Image entries on named regions:
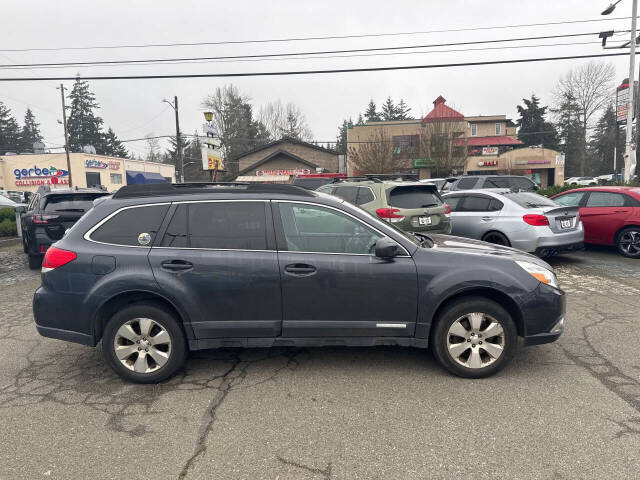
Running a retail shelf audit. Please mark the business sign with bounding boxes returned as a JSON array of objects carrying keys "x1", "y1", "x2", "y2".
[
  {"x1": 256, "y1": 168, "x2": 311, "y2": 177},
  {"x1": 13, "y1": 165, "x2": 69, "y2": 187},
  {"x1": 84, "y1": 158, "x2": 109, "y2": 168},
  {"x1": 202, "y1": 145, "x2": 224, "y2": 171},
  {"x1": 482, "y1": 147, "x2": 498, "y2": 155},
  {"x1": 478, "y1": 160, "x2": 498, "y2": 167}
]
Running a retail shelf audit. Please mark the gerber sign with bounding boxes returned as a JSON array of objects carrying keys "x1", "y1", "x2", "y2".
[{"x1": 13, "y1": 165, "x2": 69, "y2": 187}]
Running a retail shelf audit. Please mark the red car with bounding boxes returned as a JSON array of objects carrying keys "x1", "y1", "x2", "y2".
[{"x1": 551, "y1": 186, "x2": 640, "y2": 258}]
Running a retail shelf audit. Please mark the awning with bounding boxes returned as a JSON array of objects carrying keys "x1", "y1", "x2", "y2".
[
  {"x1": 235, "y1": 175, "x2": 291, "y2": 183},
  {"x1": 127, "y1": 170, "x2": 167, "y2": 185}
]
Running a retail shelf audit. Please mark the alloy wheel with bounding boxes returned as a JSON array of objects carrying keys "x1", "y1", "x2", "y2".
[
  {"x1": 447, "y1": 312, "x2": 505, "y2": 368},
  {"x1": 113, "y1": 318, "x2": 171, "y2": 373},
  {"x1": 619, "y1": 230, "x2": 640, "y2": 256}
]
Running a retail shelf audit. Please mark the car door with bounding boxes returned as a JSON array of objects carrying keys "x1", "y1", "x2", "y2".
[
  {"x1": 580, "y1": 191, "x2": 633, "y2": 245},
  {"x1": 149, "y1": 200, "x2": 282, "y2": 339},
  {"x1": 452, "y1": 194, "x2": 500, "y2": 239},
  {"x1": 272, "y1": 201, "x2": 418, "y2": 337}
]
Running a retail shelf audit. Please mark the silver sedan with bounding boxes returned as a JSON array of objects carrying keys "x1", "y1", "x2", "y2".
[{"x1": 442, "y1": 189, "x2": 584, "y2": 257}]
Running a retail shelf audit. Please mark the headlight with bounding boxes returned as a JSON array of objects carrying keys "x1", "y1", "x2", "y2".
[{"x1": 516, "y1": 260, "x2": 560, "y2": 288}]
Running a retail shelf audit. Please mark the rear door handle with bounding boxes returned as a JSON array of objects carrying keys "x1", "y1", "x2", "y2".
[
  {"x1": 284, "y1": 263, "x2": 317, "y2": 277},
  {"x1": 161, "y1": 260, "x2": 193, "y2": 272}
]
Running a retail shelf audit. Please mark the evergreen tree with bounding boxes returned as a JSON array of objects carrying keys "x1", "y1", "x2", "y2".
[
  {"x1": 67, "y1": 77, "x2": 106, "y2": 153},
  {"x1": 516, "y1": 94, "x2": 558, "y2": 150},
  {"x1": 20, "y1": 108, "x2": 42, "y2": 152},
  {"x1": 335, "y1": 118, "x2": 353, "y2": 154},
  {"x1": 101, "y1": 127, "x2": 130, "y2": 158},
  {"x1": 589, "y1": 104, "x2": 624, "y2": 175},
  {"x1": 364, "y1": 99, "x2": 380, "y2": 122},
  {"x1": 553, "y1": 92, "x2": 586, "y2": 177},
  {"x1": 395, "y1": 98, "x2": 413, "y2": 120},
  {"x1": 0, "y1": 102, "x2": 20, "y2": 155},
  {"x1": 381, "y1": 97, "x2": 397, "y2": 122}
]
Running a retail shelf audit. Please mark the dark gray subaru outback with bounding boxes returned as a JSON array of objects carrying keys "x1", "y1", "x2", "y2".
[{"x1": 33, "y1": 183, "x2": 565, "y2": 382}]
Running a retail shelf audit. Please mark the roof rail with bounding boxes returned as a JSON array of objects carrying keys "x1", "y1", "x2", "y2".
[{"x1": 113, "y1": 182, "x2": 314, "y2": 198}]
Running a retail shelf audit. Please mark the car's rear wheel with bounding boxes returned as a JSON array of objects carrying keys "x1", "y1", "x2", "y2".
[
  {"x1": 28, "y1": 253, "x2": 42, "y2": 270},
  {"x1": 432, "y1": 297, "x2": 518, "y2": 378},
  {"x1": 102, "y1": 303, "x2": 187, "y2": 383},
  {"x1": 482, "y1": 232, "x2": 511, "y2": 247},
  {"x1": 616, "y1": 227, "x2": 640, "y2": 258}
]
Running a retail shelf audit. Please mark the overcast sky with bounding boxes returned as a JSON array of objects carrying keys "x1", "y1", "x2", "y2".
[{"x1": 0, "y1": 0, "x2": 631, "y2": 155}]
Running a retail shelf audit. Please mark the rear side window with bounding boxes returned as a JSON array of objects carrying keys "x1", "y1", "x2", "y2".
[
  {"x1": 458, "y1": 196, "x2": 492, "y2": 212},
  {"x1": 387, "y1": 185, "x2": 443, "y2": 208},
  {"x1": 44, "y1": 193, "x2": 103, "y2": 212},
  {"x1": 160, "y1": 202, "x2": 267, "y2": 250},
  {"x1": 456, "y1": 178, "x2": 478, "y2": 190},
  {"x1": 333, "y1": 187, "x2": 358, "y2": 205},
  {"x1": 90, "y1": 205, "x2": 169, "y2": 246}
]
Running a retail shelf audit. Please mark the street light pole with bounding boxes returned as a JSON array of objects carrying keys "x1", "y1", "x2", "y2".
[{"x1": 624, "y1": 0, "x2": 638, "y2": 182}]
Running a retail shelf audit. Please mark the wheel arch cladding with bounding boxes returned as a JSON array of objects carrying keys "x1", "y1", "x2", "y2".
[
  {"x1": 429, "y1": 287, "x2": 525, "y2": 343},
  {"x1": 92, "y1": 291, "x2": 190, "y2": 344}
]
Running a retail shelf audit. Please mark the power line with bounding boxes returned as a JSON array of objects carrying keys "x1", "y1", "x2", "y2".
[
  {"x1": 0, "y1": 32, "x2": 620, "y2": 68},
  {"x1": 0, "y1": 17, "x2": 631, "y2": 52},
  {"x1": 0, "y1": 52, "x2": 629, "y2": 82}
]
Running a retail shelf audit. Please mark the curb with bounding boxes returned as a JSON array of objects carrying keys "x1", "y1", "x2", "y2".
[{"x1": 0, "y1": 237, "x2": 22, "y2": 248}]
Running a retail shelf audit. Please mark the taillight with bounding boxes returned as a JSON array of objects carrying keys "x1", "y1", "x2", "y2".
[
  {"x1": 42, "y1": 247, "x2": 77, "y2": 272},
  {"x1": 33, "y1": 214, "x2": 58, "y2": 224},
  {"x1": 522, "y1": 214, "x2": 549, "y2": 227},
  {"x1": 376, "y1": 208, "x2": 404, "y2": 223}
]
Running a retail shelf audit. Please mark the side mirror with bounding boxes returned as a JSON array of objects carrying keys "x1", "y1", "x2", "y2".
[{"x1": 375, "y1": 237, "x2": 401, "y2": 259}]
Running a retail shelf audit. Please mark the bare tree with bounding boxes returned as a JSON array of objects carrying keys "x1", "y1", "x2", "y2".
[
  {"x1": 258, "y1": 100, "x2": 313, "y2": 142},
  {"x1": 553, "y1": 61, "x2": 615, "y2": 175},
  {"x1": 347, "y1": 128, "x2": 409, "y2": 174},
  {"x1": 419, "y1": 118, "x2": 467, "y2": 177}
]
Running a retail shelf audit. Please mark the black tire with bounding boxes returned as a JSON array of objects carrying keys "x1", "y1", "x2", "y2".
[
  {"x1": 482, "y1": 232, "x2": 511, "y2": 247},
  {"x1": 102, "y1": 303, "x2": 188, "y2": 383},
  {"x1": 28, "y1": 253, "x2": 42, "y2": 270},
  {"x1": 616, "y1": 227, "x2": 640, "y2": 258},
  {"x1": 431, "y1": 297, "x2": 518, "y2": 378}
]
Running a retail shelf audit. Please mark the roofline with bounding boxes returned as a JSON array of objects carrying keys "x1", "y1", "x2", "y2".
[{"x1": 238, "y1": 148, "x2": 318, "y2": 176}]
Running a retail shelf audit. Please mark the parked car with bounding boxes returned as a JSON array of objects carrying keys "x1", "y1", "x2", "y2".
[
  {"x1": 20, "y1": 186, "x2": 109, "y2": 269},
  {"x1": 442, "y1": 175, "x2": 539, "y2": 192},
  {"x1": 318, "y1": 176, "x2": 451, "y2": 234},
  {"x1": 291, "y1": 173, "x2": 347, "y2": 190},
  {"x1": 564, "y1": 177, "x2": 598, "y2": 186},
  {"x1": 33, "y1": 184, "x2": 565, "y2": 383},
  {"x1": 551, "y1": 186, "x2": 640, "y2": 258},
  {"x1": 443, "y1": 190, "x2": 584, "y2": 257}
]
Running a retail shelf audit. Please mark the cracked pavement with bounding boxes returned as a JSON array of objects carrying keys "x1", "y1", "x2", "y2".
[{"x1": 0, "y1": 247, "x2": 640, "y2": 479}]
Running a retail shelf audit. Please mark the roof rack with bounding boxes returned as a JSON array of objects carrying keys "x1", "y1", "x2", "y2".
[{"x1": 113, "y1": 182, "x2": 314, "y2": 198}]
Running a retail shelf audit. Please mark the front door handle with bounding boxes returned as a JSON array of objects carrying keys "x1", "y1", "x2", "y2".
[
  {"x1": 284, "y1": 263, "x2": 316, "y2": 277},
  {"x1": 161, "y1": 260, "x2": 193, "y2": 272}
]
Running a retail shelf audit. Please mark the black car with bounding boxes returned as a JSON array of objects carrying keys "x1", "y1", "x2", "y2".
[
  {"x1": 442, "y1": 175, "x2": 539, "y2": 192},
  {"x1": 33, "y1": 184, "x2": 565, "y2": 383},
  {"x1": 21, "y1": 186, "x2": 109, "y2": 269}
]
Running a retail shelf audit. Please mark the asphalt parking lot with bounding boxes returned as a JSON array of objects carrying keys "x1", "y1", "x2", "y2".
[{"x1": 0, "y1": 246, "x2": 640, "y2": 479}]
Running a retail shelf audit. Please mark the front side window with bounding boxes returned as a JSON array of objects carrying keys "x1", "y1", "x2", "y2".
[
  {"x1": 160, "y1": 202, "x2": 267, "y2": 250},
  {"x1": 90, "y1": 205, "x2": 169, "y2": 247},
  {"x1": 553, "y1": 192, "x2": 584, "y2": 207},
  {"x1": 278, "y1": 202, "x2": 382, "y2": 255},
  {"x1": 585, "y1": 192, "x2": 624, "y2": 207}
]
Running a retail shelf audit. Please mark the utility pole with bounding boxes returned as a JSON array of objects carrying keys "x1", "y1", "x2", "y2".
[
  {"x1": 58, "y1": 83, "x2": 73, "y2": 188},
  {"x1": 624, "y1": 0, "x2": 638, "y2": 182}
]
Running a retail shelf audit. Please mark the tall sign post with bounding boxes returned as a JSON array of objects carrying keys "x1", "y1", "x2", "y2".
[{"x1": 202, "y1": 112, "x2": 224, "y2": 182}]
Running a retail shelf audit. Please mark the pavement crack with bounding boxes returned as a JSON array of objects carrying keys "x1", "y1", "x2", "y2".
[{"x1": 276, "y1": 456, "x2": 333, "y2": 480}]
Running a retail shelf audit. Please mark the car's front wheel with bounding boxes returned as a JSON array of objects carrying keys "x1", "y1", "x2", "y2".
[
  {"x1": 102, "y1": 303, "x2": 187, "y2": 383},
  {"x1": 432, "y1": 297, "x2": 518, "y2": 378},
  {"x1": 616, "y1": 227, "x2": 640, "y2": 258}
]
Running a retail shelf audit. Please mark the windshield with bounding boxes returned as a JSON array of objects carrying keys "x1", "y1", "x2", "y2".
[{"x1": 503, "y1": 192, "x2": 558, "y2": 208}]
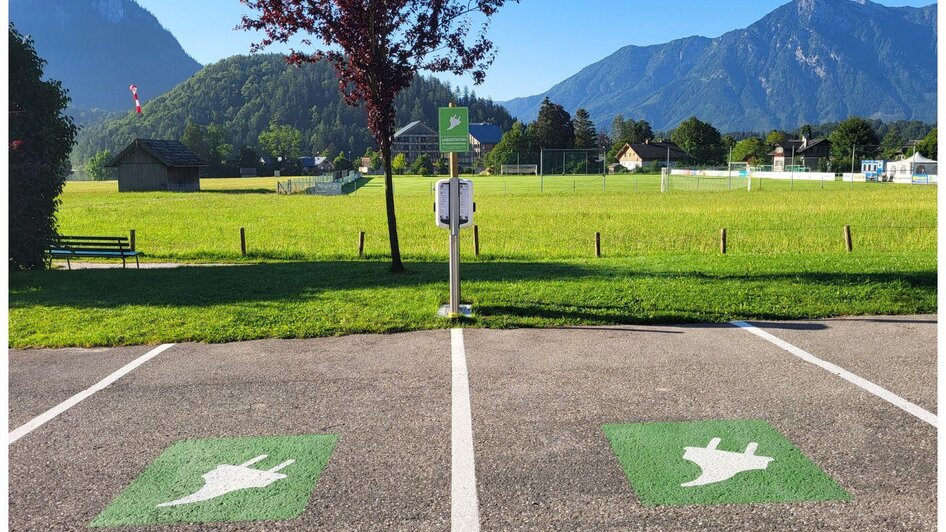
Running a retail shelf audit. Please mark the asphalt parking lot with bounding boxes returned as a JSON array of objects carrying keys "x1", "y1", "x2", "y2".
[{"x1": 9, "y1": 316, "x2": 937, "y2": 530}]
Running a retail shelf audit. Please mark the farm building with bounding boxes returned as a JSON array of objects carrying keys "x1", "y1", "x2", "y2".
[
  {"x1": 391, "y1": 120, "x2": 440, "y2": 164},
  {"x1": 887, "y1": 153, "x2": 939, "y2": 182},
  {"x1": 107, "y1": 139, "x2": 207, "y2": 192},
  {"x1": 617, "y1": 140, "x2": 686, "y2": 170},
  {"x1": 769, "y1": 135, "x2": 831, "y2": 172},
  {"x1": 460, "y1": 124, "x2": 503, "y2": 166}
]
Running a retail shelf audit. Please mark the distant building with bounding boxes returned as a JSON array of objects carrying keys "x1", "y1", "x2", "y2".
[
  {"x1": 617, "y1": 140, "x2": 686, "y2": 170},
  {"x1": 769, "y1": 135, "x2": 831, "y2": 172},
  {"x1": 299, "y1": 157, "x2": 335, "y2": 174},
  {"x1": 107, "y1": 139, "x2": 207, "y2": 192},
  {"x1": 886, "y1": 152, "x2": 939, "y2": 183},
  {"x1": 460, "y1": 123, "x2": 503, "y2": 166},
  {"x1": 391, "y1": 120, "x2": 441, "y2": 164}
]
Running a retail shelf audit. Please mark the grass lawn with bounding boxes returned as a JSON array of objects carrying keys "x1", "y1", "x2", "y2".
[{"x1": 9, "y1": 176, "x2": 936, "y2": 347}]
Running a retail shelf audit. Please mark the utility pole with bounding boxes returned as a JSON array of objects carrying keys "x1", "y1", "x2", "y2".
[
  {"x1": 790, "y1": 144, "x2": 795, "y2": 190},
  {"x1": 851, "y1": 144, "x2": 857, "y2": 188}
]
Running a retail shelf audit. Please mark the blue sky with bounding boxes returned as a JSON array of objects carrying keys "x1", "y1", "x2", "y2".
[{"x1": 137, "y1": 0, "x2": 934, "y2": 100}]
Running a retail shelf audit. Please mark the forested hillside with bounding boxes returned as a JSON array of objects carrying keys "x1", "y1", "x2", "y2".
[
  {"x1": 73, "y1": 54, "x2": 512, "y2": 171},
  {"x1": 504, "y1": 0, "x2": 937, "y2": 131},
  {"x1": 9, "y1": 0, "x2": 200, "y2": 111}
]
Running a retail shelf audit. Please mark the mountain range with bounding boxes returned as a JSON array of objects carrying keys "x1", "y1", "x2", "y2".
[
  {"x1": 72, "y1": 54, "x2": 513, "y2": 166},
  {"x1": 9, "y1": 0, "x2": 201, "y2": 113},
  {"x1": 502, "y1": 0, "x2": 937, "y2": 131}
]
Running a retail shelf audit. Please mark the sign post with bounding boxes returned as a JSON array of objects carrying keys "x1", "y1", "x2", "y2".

* **Short exercise**
Report every line of the data that contains the word "black", copying each line as it appears.

* **Task response**
Running a retail shelf audit. Please mark the black tire with bounding boxes returned as a JSON array of objects carrying keys "x1", "y1", "x2", "y2".
Running a retail shelf audit. Please mark the black car with bounding boxes returned as a JSON array of objects carrying keys "x1", "y1", "x2", "y2".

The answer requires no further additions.